*** Opening TEXT SEGMENT ***
Cardiovascular disease is considered the major cause of morbidity and mortality worldwide. Over the past several years, significant achievements have been made in the management of cardiovascular disease that depended on the use of experimental animal models: a small (e.g., mice or rats) or large (e.g., dogs or sheep) animal model [1,2,3]. For research aimed at clinical translation, it is imperative that initial results from small rodent studies be confirmed in a large animal model that more closely resembles humans with the high percentage of genetic conservation [4,5,6]. Determining the best experimental model to be used requires a number of decisions and compromises so as to obtain the optimal balance between the quantity and quality of data produced and the relevance of the data to the condition under investigation. The nature of the question under study greatly influences the selection of the most appropriate investigative models and endpoints of cardiac function and malfunction [7]. It is important to standardize the procedures used, in order to obtain relevant and reproducible results that can be compared with other findings.
Canines and swine have been the most frequently used species, with primates typically excluded due to cost, and a vigorous debate has ensued over which animal most closely resembles the human [7]. Important anatomical and functional differences between dogs and pigs should be considered before use. For instance, the coronary circulation of pigs has no anastomoses between vascular branches, whereas the coronary circulation of dogs can be extensively collateralized [8]. In general, it is thought that the young human heart may be somewhat “pig-like” whereas the older heart with ischemic heart disease (which promotes collateral growth) may be more “dog-like” [7].
No ideal animal model of the human cardiovascular system exists and studies should not rely on a single animal model to address all questions. Nevertheless, differences between laboratory animals and humans are decreased as the body/heart weight of the model approaches that of humans [9]. The main advantages of in vivo studies using large mammalian hearts are that: (1) they can legitimately claim to be the most physiologically and/or clinically relevant; (2) they allow chronic studies to be undertaken; (3) they allow cardiac functions and responses to be assessed in the intact animal [7]; and (4) they are probably the best model for new drug screening and toxicity tests due to their conserved molecular mechanisms to humans rather than to small animals such as rodents [4,5].
We must remember, however, that these animal models are far from ischemic heart disease present in humans. Most animal studies involve the sudden occlusion of a coronary artery in what was previously healthy tissue. This differs greatly from the complex and progressive development of human cardiovascular disease with its underlying vascular perturbations and genetic and environmental components [7]. There are also economic and logistic disadvantages to using large animal models. Most notably, large animal models are much more expensive to purchase and maintain in animal facilities than small animal models; the daily housing fees of large animals are 30 to 90 times more expensive than those of mice [9].

2. Dogs

Canine and human hearts share many characteristics on both the organ and cellular levels. Canine heart rate, body weight, and heart weight are more comparable to humans than the heart rate, body weight, and heart weight of mice, rats, and rabbits. Due to their size, almost all in vivo techniques used to assess contractility of human hearts can be utilized in canines. Housing and maintenance of canine models is considerably more expensive than small rodents and cats; therefore, this issue must be taken into consideration when long-term studies and disease models are being considered. One disadvantage, unique to canines, is obtaining the necessary approval for performing experiments in this species [9].
*** Closing TEXT SEGMENT ***
*** Opening ENTRIES SUPPLIED ***
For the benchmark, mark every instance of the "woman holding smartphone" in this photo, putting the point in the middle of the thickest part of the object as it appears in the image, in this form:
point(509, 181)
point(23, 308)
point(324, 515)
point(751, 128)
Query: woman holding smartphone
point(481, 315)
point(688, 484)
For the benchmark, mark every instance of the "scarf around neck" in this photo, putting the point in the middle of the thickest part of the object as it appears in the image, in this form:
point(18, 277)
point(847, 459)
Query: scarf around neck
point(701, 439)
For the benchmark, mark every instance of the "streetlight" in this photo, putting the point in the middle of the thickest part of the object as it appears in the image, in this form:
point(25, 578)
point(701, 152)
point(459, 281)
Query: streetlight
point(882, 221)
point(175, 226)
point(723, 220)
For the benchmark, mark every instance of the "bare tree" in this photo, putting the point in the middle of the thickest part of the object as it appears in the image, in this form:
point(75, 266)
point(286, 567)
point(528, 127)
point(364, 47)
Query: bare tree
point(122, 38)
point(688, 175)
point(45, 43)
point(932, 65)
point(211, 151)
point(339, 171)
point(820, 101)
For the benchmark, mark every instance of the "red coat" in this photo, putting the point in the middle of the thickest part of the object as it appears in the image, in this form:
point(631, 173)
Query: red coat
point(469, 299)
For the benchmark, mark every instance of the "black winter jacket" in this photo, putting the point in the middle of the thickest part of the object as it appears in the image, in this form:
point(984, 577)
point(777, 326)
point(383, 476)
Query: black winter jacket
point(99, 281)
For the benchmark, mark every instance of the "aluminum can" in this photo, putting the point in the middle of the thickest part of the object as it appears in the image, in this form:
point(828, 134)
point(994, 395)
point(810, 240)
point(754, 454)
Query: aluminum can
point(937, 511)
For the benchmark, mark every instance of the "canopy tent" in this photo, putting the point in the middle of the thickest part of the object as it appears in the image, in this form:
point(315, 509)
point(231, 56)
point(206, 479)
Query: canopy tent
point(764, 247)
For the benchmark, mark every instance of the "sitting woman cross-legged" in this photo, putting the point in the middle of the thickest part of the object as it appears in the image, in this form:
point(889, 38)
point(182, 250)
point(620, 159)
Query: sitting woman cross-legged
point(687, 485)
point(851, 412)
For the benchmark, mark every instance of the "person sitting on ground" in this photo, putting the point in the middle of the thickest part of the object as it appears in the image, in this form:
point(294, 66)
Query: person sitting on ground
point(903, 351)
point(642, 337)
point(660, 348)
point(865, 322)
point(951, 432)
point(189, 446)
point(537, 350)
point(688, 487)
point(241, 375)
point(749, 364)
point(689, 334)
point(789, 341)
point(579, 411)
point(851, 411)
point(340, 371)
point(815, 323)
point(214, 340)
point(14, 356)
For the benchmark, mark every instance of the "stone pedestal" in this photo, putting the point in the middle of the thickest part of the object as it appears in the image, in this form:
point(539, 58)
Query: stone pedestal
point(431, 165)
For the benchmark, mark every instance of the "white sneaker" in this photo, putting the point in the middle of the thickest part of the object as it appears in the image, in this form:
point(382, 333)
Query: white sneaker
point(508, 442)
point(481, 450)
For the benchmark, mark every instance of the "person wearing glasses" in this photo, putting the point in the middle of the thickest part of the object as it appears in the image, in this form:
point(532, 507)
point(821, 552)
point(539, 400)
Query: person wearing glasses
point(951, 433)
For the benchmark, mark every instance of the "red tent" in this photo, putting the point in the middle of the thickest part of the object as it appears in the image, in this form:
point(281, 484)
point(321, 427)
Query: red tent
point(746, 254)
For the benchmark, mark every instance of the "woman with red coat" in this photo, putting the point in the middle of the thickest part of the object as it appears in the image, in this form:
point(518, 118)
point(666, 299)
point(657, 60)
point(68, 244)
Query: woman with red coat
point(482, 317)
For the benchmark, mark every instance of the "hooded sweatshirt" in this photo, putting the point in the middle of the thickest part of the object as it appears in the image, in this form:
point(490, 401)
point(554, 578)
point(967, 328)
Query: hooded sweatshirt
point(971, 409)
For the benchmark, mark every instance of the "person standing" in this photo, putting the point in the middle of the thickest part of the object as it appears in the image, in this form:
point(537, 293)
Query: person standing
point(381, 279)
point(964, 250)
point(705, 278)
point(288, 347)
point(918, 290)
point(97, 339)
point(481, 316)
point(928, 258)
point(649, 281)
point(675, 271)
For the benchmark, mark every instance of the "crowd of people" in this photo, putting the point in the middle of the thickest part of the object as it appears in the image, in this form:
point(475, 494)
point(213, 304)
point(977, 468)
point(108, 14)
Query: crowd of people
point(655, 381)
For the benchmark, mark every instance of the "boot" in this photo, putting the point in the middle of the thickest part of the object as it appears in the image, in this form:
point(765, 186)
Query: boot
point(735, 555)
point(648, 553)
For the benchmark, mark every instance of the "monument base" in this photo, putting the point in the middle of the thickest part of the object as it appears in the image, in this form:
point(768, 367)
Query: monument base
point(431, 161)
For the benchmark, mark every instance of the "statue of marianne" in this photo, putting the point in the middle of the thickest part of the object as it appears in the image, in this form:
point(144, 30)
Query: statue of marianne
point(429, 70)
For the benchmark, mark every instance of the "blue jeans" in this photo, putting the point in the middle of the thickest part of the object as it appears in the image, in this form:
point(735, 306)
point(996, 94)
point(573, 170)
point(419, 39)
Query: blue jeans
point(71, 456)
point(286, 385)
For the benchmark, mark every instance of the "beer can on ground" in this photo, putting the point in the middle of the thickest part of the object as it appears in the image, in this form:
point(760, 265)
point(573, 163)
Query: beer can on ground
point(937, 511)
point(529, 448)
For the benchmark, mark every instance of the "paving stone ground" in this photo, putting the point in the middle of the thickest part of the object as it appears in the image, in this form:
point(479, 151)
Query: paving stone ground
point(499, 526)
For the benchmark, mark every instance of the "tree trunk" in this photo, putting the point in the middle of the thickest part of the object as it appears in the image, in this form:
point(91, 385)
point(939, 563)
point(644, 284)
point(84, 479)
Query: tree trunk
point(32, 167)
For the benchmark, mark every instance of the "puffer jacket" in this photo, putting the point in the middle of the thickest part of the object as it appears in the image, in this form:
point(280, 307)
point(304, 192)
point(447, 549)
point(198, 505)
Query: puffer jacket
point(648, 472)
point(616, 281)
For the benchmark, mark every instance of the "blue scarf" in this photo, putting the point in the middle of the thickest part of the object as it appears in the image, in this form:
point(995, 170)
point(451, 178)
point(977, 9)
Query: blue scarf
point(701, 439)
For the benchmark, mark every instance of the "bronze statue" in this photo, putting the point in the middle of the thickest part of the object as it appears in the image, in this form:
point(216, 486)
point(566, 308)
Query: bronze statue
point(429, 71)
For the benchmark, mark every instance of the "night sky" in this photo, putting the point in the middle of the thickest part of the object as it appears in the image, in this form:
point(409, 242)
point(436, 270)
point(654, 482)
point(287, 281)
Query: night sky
*** Closing ENTRIES SUPPLIED ***
ACTION ITEM =>
Transcribe the stretch from "Canine and human" through "this species [9]." in the text on animal models of heart disease above.

ANSWER BELOW =>
Canine and human hearts share many characteristics on both the organ and cellular levels. Canine heart rate, body weight, and heart weight are more comparable to humans than the heart rate, body weight, and heart weight of mice, rats, and rabbits. Due to their size, almost all in vivo techniques used to assess contractility of human hearts can be utilized in canines. Housing and maintenance of canine models is considerably more expensive than small rodents and cats; therefore, this issue must be taken into consideration when long-term studies and disease models are being considered. One disadvantage, unique to canines, is obtaining the necessary approval for performing experiments in this species [9].